Extract all of the data and reproduce it precisely.

(Information begins)

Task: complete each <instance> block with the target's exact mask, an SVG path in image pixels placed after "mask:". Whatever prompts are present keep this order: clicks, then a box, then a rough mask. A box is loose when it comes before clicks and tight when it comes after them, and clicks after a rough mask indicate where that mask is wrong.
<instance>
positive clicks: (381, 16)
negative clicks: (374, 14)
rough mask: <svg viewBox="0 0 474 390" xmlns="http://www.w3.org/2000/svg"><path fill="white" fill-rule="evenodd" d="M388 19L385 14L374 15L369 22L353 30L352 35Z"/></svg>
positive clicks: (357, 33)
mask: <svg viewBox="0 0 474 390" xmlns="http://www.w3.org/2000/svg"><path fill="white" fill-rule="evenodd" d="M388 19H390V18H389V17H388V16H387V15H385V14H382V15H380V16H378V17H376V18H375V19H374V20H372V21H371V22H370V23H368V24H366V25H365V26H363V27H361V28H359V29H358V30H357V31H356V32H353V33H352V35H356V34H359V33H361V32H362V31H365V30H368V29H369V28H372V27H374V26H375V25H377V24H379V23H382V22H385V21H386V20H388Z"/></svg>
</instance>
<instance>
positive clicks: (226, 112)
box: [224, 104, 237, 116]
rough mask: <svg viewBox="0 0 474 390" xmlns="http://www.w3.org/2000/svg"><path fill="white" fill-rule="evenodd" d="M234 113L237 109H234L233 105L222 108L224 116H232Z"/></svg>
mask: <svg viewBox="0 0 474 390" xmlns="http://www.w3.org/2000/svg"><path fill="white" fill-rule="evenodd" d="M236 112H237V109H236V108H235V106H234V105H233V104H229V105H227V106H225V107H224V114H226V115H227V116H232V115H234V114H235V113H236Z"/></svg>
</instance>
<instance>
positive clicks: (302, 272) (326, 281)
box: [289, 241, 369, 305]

(Information ends)

# Written answer
Task: complete each <instance> block with the target's exact mask, an SVG path in image pixels placed after "mask:". Whatever prompts are present keep this order: clicks, then a box, then a rough mask. A box is loose when it comes before clicks and tight when it comes after them, and clicks after a rough mask indicate where that mask is wrong.
<instance>
positive clicks: (381, 16)
negative clicks: (374, 14)
rough mask: <svg viewBox="0 0 474 390" xmlns="http://www.w3.org/2000/svg"><path fill="white" fill-rule="evenodd" d="M388 19L385 14L374 15L369 22L353 30L352 35Z"/></svg>
positive clicks: (357, 33)
mask: <svg viewBox="0 0 474 390" xmlns="http://www.w3.org/2000/svg"><path fill="white" fill-rule="evenodd" d="M388 19H390V18H389V17H388V16H387V15H385V14H382V15H380V16H378V17H376V18H375V19H374V20H372V21H371V22H370V23H368V24H366V25H365V26H363V27H361V28H359V29H358V30H357V31H356V32H353V33H352V35H356V34H359V33H361V32H362V31H365V30H368V29H369V28H372V27H374V26H375V25H377V24H379V23H382V22H385V21H386V20H388Z"/></svg>
</instance>
<instance>
positive clicks: (226, 112)
box: [224, 104, 237, 116]
rough mask: <svg viewBox="0 0 474 390" xmlns="http://www.w3.org/2000/svg"><path fill="white" fill-rule="evenodd" d="M234 113L237 109H234L233 105L222 108L224 116H232Z"/></svg>
mask: <svg viewBox="0 0 474 390" xmlns="http://www.w3.org/2000/svg"><path fill="white" fill-rule="evenodd" d="M236 112H237V109H236V108H235V106H234V105H233V104H229V105H227V106H225V107H224V114H226V115H227V116H232V115H234V114H235V113H236Z"/></svg>
</instance>
<instance>
positive clicks: (302, 272) (326, 281)
box: [289, 241, 369, 305]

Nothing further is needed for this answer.